• [GOAL] Collect every line of the data that contains the word "white" and copy each one.

• [MATERIAL FOR THE TASK]
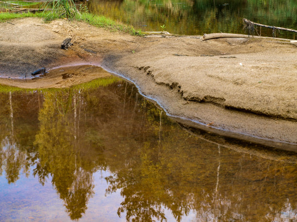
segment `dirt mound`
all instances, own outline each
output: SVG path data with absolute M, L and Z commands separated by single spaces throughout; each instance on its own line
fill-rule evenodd
M 265 39 L 137 37 L 66 20 L 11 22 L 15 25 L 0 24 L 0 74 L 6 77 L 0 83 L 45 87 L 53 85 L 49 76 L 30 85 L 20 79 L 43 67 L 101 65 L 134 81 L 173 116 L 210 124 L 210 129 L 297 143 L 297 47 L 293 45 Z M 61 49 L 67 37 L 73 45 Z M 97 77 L 100 74 L 95 72 L 92 78 Z M 54 84 L 77 83 L 64 84 L 65 80 Z

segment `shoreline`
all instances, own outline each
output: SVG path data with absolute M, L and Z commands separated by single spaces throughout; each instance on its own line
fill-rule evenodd
M 291 144 L 293 149 L 287 150 L 294 151 L 293 147 L 296 146 L 297 151 L 297 81 L 294 78 L 297 63 L 294 59 L 297 51 L 294 46 L 254 39 L 202 43 L 173 36 L 143 38 L 110 32 L 76 21 L 57 20 L 45 24 L 34 18 L 14 21 L 16 25 L 13 27 L 0 23 L 0 29 L 9 29 L 12 33 L 10 38 L 0 34 L 0 46 L 5 53 L 0 59 L 4 64 L 0 66 L 2 74 L 21 77 L 24 72 L 31 73 L 41 67 L 50 69 L 71 62 L 100 65 L 132 80 L 146 97 L 158 101 L 169 116 L 193 119 L 205 129 L 222 129 L 283 145 Z M 43 33 L 34 35 L 30 44 L 26 40 L 29 32 L 37 30 L 25 28 L 32 25 L 36 27 L 33 29 L 42 29 Z M 23 36 L 12 38 L 21 32 Z M 68 51 L 60 49 L 59 45 L 69 36 L 74 45 Z M 6 50 L 9 46 L 13 49 Z M 30 55 L 33 52 L 38 52 L 38 55 L 33 57 Z M 272 54 L 274 56 L 270 56 Z M 286 58 L 286 63 L 282 58 Z M 30 60 L 24 62 L 26 59 Z M 243 66 L 237 61 L 241 60 L 244 61 Z M 281 74 L 287 75 L 279 74 L 281 69 L 286 70 L 286 73 L 283 71 Z M 243 75 L 244 73 L 248 74 Z M 254 81 L 254 73 L 264 80 Z M 273 79 L 277 77 L 278 79 Z M 48 77 L 43 78 L 43 81 L 46 82 Z M 80 80 L 86 79 L 82 77 Z M 18 86 L 13 80 L 0 79 L 2 84 L 11 85 L 13 82 Z M 35 82 L 38 86 L 38 81 Z M 262 83 L 266 85 L 263 87 Z M 62 85 L 65 84 L 57 86 Z M 277 89 L 270 88 L 274 85 Z M 232 106 L 234 109 L 230 108 Z M 243 111 L 249 108 L 251 112 Z M 253 113 L 257 112 L 263 115 Z

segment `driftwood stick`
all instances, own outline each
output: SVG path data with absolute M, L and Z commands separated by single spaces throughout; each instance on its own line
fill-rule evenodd
M 276 42 L 274 41 L 267 41 L 268 43 L 288 43 L 289 44 L 293 44 L 297 45 L 297 43 L 293 43 L 289 42 Z
M 251 35 L 243 35 L 241 34 L 232 34 L 232 33 L 212 33 L 204 34 L 202 38 L 202 41 L 209 40 L 213 39 L 219 39 L 221 38 L 255 38 L 255 39 L 277 39 L 279 40 L 291 41 L 292 39 L 281 39 L 280 38 L 266 37 L 263 36 L 252 36 Z
M 152 42 L 156 42 L 158 40 L 157 39 L 156 40 L 146 41 L 145 42 L 134 42 L 133 41 L 128 41 L 128 40 L 124 40 L 124 41 L 125 41 L 126 42 L 130 42 L 130 43 L 151 43 Z
M 251 21 L 250 21 L 248 19 L 247 19 L 246 18 L 244 18 L 243 21 L 246 24 L 251 23 L 251 24 L 253 24 L 255 26 L 260 26 L 261 27 L 268 28 L 269 29 L 276 29 L 276 30 L 284 30 L 285 31 L 293 31 L 293 32 L 297 33 L 297 30 L 291 30 L 290 29 L 286 29 L 285 28 L 276 27 L 275 26 L 267 26 L 266 25 L 263 25 L 262 24 L 256 23 L 255 22 L 252 22 Z
M 18 5 L 17 4 L 15 4 L 15 3 L 10 3 L 10 2 L 5 2 L 5 1 L 0 1 L 0 3 L 3 3 L 4 4 L 8 4 L 9 5 Z

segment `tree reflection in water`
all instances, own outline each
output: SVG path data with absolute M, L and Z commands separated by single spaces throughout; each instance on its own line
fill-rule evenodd
M 22 169 L 42 184 L 50 178 L 71 220 L 87 211 L 100 170 L 111 173 L 106 194 L 120 191 L 117 213 L 128 221 L 165 221 L 168 210 L 178 221 L 191 213 L 203 221 L 296 219 L 296 155 L 264 158 L 207 142 L 133 85 L 112 82 L 2 93 L 0 173 L 8 182 Z

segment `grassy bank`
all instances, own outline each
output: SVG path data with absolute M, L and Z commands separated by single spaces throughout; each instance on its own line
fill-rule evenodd
M 90 90 L 97 89 L 98 87 L 106 87 L 113 83 L 122 81 L 123 81 L 122 79 L 116 76 L 112 76 L 108 77 L 99 78 L 90 82 L 72 86 L 68 88 L 23 89 L 0 84 L 0 93 L 7 93 L 9 92 L 21 93 L 33 92 L 35 91 L 44 92 L 55 92 L 56 91 L 66 91 L 69 90 L 69 89 L 71 90 L 83 89 Z
M 36 17 L 44 18 L 45 21 L 50 21 L 58 18 L 63 18 L 58 14 L 52 12 L 32 13 L 30 12 L 22 14 L 0 13 L 0 22 L 18 18 Z M 127 32 L 133 35 L 143 36 L 143 32 L 140 30 L 135 30 L 132 26 L 126 25 L 107 18 L 103 15 L 97 15 L 89 13 L 77 13 L 74 15 L 69 20 L 75 20 L 86 22 L 97 27 L 107 28 L 112 31 L 120 31 Z

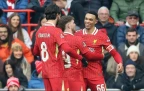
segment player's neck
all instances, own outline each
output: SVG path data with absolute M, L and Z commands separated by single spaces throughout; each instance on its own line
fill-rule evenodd
M 86 29 L 87 34 L 92 34 L 95 30 L 95 27 L 92 27 L 90 29 Z
M 51 26 L 56 26 L 57 21 L 56 20 L 48 20 L 45 24 L 51 25 Z
M 70 33 L 70 34 L 73 34 L 73 32 L 72 32 L 71 29 L 65 29 L 65 30 L 64 30 L 64 33 Z

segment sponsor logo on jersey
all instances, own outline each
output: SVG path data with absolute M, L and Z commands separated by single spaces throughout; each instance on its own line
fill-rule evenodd
M 64 35 L 63 35 L 63 34 L 61 34 L 61 35 L 60 35 L 60 37 L 61 37 L 61 38 L 64 38 Z
M 97 42 L 97 40 L 94 40 L 94 41 L 93 41 L 93 44 L 96 44 L 96 42 Z

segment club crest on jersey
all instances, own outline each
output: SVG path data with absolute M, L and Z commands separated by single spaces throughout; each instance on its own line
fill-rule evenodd
M 61 38 L 64 38 L 64 35 L 63 35 L 63 34 L 61 34 L 61 35 L 60 35 L 60 37 L 61 37 Z
M 94 41 L 93 41 L 93 44 L 96 44 L 96 42 L 97 42 L 97 40 L 94 40 Z
M 83 46 L 86 47 L 86 43 L 85 42 L 83 42 Z

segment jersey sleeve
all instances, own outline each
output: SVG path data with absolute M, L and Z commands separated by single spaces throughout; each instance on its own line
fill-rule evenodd
M 81 54 L 85 54 L 89 51 L 86 43 L 81 37 L 77 37 L 77 47 L 80 50 Z
M 111 52 L 114 49 L 114 46 L 111 44 L 111 41 L 109 39 L 109 37 L 103 33 L 102 35 L 102 42 L 103 42 L 103 46 L 104 48 L 108 51 Z
M 60 46 L 61 44 L 65 43 L 65 40 L 64 40 L 64 35 L 63 35 L 63 32 L 61 31 L 61 29 L 58 29 L 55 30 L 54 32 L 54 37 L 56 39 L 56 42 L 57 44 Z

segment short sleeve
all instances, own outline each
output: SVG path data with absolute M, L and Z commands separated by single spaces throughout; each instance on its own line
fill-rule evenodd
M 110 52 L 111 50 L 114 49 L 114 46 L 111 44 L 111 41 L 106 34 L 103 34 L 102 36 L 103 36 L 102 38 L 103 46 L 108 52 Z
M 89 51 L 85 41 L 81 37 L 77 37 L 77 47 L 79 48 L 81 54 L 85 54 Z
M 54 33 L 54 37 L 56 39 L 56 42 L 58 43 L 58 45 L 60 46 L 61 44 L 65 43 L 64 40 L 64 35 L 61 29 L 56 29 L 55 33 Z

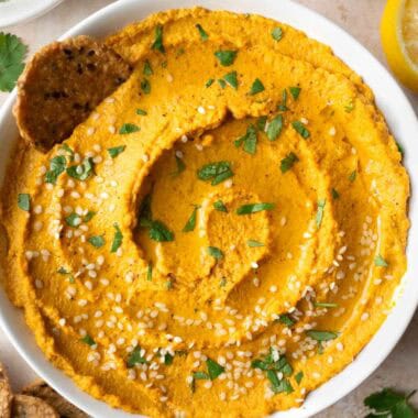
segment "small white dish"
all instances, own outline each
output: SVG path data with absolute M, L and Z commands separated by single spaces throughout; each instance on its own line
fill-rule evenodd
M 403 90 L 388 72 L 352 36 L 326 18 L 290 0 L 120 0 L 87 18 L 62 37 L 88 34 L 106 36 L 128 23 L 148 14 L 172 9 L 202 6 L 235 12 L 257 13 L 302 30 L 309 36 L 330 45 L 334 53 L 360 74 L 374 90 L 376 102 L 384 113 L 396 140 L 405 150 L 404 164 L 408 169 L 413 191 L 418 185 L 418 121 Z M 0 183 L 3 180 L 8 155 L 18 138 L 12 116 L 15 91 L 0 110 Z M 341 373 L 312 392 L 298 409 L 276 413 L 275 418 L 310 417 L 353 391 L 386 359 L 406 330 L 418 302 L 418 204 L 413 194 L 409 207 L 411 228 L 408 237 L 408 270 L 399 286 L 398 300 L 386 321 L 359 356 Z M 0 288 L 0 326 L 19 353 L 51 386 L 94 417 L 128 418 L 132 415 L 110 408 L 94 399 L 55 369 L 36 346 L 21 311 L 15 309 Z
M 63 0 L 0 0 L 0 29 L 26 23 L 48 12 Z

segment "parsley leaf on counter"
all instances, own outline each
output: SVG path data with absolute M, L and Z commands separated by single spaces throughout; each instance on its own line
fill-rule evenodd
M 20 38 L 0 32 L 0 91 L 12 91 L 23 72 L 28 47 Z

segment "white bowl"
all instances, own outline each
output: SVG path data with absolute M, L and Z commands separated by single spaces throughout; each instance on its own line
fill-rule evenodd
M 48 12 L 63 0 L 3 0 L 0 2 L 0 29 L 26 23 Z
M 105 36 L 128 23 L 141 20 L 150 13 L 176 8 L 202 6 L 209 9 L 228 9 L 237 12 L 258 13 L 292 24 L 311 37 L 330 45 L 336 54 L 359 73 L 375 92 L 380 109 L 391 127 L 396 140 L 405 148 L 407 167 L 413 189 L 418 184 L 418 164 L 413 157 L 418 155 L 418 121 L 404 92 L 386 69 L 353 37 L 321 15 L 289 0 L 120 0 L 87 18 L 63 37 L 78 34 Z M 0 111 L 0 183 L 4 176 L 7 156 L 18 138 L 12 117 L 15 91 L 11 94 Z M 410 199 L 409 216 L 413 221 L 408 239 L 408 270 L 405 274 L 398 302 L 386 321 L 359 356 L 340 374 L 312 392 L 304 406 L 290 411 L 277 413 L 276 418 L 302 418 L 319 413 L 353 391 L 385 360 L 407 328 L 418 301 L 418 206 L 416 197 Z M 114 410 L 105 403 L 82 393 L 76 385 L 55 369 L 35 345 L 31 331 L 25 326 L 22 314 L 15 309 L 0 289 L 0 326 L 14 348 L 57 392 L 73 404 L 94 417 L 127 418 L 132 416 Z

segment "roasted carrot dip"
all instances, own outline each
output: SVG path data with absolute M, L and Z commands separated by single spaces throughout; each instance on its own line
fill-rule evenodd
M 371 340 L 406 268 L 409 180 L 373 94 L 257 15 L 172 10 L 106 45 L 128 80 L 10 164 L 10 299 L 111 406 L 299 407 Z

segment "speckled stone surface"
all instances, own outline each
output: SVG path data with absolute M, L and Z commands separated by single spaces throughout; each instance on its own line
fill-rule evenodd
M 34 22 L 23 26 L 7 28 L 6 32 L 21 36 L 30 46 L 30 53 L 33 53 L 88 14 L 111 2 L 109 0 L 66 0 Z M 385 0 L 299 0 L 299 2 L 341 25 L 385 64 L 378 34 L 378 23 Z M 173 7 L 175 7 L 175 2 L 173 2 Z M 418 112 L 418 97 L 410 92 L 407 95 Z M 0 92 L 0 105 L 6 98 L 7 95 Z M 35 378 L 35 374 L 14 351 L 1 331 L 0 361 L 6 364 L 14 389 L 19 389 Z M 377 371 L 350 395 L 315 418 L 364 417 L 366 415 L 363 407 L 364 397 L 386 386 L 405 392 L 418 388 L 418 314 L 415 315 L 400 342 Z M 418 395 L 411 400 L 418 407 Z

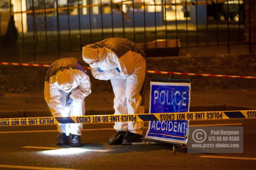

• [THE REPLY]
segment "small white dish"
segment "white bowl"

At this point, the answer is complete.